== Extracto del documento ==
################

Desde hace unos meses hemos escuchado este eslogan en la campaña contra las drogas del gobierno federal. Lo primero que vino a mi mente, la primera vez, fue acotar la frase entre signos de interrogación: ¿Para vivir feliz, no necesitas meterte nada? Pensé que, en realidad, nos metemos de todo para ser felices o, al menos, intentar sobrevivir en un mundo violento, agresivo y cada vez más peligroso. ¿Qué nos metemos? Nos metemos la idea de que debemos ser productivos, que nos debemos esforzar para cumplir nuestras metas y llegar al límite para alcanzar las utopías de la sociedad meritocrática en la que vivimos. Tomamos cursos de superación personal para “arreglarnos” a nosotros mismos en lugar de cuestionar el sistema que nos agota cada vez más. Además de los estímulos mentales, siempre podemos recurrir a las drogas de rendimiento como el café y, claro es´ta, bebidas energéticas que venden, sin mayor regulación, en muchos comercios. Por supuesto, en el mercado negro se pueden conseguir estimulantes más agresivos.
¿Cuál es el problema de la campaña gubernamental? El estigma al que recurre: en uno de los spots de radio, el locutor pone dos ejemplos. El primero tiene que ver con los trabajadores explotados que recurren a las drogas para rendir más; el segundo censura –como si fuera un pecado– que los jóvenes busquen “placer” en las sustancias ilegales. La narrativa del spot nunca plantea una solución para el primer ejemplo. Es decir: simplemente señala la situación de los trabajadores como un destino irrenunciable. Tendríamos –para no recurrir a las drogas– que evadir la precarización y, así, no acabar en el mercado de los jornaleros, obreros en maquiladoras y demás labores que destruyen cuerpos y mentes. El ejemplo que censura el placer es aún más problemático por la moralina que rezuma: los jóvenes tienen prohibida cualquier exploración lúdica con las drogas, pero tienen entrada libre –a una edad cada vez más temprana– al mundo de las responsabilidades adultas que, a la postre, los llevarán directamente a la adicción socialmente aceptada.

################

== Datos proporcionados ==
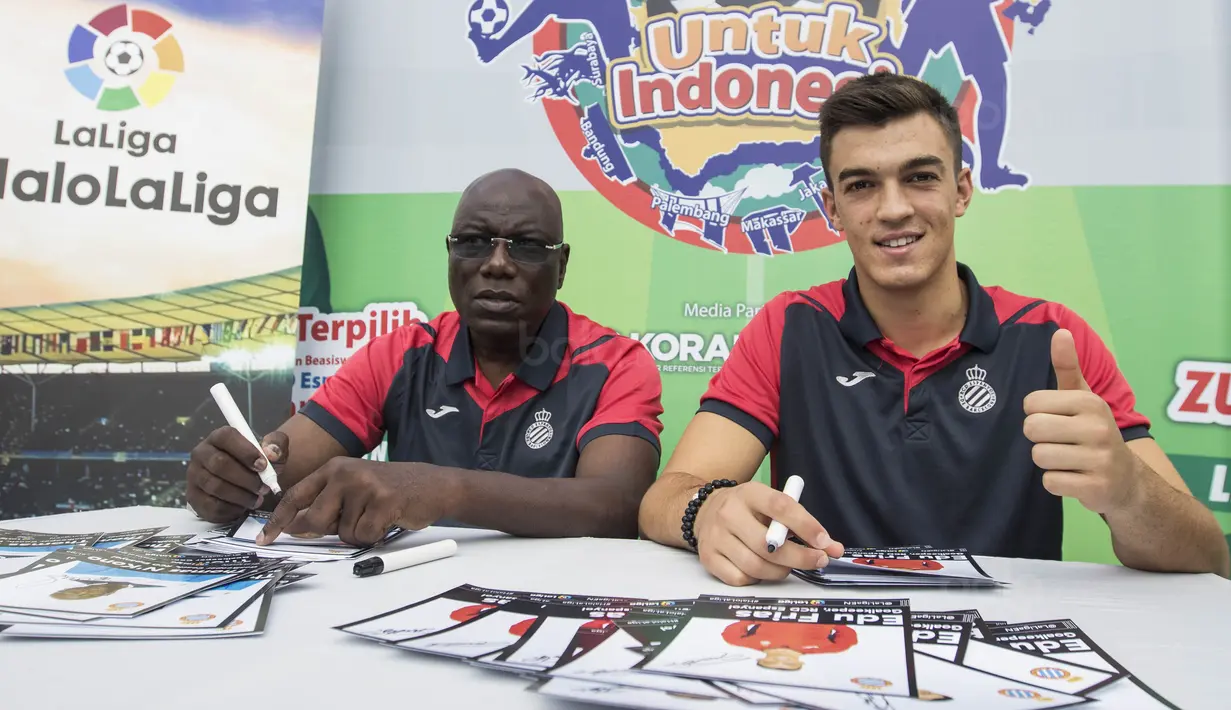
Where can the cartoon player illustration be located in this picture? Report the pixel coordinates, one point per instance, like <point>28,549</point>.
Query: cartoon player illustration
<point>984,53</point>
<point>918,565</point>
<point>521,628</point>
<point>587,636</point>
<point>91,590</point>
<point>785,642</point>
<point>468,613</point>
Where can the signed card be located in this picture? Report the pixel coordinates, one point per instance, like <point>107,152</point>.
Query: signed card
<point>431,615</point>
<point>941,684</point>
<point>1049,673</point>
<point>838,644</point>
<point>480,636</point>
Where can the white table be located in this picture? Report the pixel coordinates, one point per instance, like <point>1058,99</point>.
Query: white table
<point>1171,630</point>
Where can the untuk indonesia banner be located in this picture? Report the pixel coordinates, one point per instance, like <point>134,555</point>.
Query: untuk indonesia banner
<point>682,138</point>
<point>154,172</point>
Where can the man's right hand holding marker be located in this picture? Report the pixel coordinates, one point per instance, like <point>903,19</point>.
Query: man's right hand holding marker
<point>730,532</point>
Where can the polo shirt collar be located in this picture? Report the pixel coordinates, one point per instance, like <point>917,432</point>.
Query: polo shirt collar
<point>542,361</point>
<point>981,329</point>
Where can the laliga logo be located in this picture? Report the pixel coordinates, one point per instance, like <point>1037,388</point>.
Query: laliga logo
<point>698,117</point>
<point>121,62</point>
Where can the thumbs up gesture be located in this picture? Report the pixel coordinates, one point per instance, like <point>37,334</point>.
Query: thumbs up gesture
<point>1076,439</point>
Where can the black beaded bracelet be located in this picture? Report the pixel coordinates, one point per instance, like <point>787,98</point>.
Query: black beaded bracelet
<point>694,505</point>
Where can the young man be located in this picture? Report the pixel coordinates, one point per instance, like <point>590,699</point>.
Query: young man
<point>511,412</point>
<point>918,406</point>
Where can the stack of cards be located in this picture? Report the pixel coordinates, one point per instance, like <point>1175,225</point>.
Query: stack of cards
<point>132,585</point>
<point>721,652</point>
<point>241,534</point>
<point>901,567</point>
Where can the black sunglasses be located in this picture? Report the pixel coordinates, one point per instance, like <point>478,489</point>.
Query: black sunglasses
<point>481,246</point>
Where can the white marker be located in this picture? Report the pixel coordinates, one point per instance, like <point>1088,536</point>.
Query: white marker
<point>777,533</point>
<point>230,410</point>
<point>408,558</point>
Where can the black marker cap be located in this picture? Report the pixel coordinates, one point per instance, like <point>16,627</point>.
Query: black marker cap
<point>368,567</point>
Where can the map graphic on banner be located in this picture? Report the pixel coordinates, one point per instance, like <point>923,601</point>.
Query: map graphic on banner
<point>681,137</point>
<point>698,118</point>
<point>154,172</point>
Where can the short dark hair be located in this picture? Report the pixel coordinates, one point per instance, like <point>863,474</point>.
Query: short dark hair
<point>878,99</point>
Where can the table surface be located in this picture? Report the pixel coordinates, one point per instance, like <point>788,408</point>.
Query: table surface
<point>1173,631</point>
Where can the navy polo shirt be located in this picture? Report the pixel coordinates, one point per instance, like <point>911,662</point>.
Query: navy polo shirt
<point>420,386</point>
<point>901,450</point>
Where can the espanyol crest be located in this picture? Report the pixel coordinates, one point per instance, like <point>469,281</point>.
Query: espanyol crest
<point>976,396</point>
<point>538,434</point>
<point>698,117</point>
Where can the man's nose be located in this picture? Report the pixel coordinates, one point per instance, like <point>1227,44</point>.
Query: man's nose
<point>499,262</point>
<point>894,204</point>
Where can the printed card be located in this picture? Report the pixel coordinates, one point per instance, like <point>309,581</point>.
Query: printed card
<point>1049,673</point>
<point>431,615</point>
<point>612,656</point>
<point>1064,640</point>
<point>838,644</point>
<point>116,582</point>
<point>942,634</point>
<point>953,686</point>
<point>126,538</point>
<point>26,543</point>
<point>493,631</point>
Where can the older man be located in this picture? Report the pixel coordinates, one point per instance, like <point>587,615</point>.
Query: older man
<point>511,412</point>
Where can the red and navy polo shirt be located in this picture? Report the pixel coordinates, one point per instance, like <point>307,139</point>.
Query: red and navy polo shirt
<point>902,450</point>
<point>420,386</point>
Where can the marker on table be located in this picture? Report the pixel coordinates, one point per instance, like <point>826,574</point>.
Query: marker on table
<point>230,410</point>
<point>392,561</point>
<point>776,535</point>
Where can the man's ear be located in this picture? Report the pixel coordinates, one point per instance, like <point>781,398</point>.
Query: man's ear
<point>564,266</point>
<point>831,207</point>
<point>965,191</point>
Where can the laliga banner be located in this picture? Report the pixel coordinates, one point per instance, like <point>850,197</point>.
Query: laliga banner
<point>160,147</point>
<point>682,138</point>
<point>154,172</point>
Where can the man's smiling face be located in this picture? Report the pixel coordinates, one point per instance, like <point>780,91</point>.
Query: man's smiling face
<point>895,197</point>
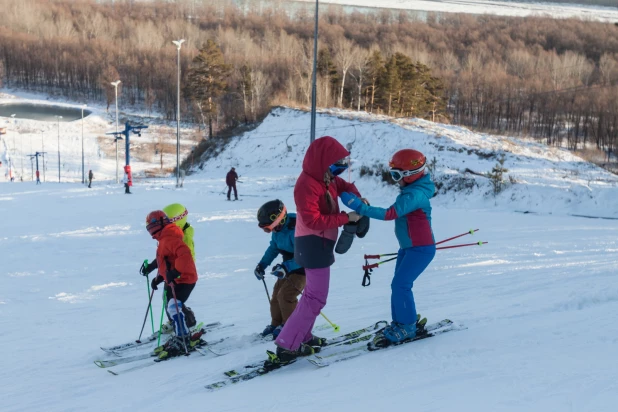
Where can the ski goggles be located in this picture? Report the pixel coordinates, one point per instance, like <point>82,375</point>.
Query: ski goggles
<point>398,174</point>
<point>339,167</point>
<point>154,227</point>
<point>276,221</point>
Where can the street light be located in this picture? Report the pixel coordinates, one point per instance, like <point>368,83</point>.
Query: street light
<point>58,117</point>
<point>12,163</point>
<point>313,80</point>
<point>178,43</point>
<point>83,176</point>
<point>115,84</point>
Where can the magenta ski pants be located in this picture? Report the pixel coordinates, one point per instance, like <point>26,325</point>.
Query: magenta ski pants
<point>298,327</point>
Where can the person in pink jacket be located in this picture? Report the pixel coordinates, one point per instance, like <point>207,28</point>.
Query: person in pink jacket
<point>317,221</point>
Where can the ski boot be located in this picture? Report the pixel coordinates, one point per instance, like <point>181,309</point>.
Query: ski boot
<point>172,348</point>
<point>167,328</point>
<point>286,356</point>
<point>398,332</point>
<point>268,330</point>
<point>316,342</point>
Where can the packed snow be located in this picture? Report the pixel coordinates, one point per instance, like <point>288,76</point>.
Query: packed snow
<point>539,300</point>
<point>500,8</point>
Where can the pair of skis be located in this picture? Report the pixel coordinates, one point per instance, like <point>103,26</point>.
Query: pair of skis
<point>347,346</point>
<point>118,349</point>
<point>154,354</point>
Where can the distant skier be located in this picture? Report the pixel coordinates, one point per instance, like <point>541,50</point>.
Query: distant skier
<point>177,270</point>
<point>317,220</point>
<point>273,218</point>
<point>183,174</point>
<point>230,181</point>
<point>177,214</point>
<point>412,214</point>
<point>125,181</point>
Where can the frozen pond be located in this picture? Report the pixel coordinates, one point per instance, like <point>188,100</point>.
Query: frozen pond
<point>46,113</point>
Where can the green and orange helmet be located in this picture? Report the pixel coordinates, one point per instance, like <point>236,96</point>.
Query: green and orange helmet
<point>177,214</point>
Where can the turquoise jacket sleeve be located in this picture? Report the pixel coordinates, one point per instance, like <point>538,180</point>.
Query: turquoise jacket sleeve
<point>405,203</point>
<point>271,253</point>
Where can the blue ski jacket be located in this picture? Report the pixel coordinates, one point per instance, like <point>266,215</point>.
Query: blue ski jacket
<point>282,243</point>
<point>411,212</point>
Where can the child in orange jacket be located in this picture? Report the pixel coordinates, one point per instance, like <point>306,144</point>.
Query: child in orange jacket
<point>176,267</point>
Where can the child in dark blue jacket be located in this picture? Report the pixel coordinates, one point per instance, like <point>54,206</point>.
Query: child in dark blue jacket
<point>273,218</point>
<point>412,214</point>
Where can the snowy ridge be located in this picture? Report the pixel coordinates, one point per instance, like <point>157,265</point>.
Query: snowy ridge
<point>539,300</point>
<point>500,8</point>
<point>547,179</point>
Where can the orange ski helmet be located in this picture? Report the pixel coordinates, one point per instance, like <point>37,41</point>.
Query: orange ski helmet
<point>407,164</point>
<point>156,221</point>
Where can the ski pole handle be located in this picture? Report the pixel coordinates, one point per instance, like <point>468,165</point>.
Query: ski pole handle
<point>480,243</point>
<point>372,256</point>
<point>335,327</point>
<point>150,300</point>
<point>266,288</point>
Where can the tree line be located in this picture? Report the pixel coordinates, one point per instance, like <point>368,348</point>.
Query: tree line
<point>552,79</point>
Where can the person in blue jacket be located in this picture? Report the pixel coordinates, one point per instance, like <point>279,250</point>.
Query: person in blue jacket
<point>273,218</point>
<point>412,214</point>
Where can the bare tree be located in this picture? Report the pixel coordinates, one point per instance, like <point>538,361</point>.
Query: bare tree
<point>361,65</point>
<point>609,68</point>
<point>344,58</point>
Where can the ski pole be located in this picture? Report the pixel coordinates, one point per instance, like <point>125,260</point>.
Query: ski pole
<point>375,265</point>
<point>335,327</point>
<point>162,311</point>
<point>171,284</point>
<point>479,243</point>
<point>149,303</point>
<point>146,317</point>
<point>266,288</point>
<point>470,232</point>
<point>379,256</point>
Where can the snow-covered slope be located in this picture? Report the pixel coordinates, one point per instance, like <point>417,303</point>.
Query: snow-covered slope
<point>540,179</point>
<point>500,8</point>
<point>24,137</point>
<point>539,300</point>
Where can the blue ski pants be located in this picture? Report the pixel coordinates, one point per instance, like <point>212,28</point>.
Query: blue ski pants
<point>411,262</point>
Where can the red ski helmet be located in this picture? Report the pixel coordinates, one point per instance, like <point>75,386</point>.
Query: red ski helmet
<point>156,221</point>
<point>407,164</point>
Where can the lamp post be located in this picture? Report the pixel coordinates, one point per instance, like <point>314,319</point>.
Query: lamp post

################

== Preguntas por responder ==
• 1. En el texto sobre la campaña contra las drogas, ¿qué dos ejemplos da el locutor en uno de los spots de radio?
• 2. Continúa el texto sobre la campaña contra las drogas a partir de su última oración.

== Resultados por tarea ==
• 1. Los trabajadores explotados que recurren a las drogas para rendir más y los jóvenes que buscan "placer" en las sustancias ilegales.

• 2.
Otro elemento problemático en la campaña el gobierno es el estigma a los sectores populares. En uno de los spots el mensaje se manda acompañado de un rap. Se intenta imitar, de una manera muy burda, los códigos de ese rango de edad. En otros spots se alude, aunque sea tangencialmente, a personas de barrios periféricos. En ningún momento se retrata la adicción en personas de clase alta. Nunca vemos el tráfico y consumo de estupefacientes en fiestas de algún fraccionamiento lujoso o en las oficinas de ejecutivos bancarios. Esa parte se invisibiliza. El burnout, pandemia en el mundo actual, necesita de diferentes tipos de drogas: desde estimulantes, analgésicos o medicinas para las crecientes enfermedades mentales que sufre la población global. En particular, los opiáceos –sedantes para el dolor de prescripción ilimitada en Estados Unidos– causan la mayor parte de las muertes por sobredosis en ese país. La gente recurre y se hace adicta a estas drogas para lidiar con el dolor que les infligen sus trabajos. En País Nómada: Supervivientes del siglo XXI la periodista Jessica Bruder retrata a los adultos y adultos mayores que trabajan en los almacenes de Amazon. Para sobrevivir a las jornadas extenuantes tienen que comprar diferentes tipos de drogas que son ofrecidas, convenientemente, en comercios que se establecen cerca de los lugares donde los obreros ambulantes estacionan sus caravanas. Esta drogadicción tampoco aparece en las campañas gubernamentales.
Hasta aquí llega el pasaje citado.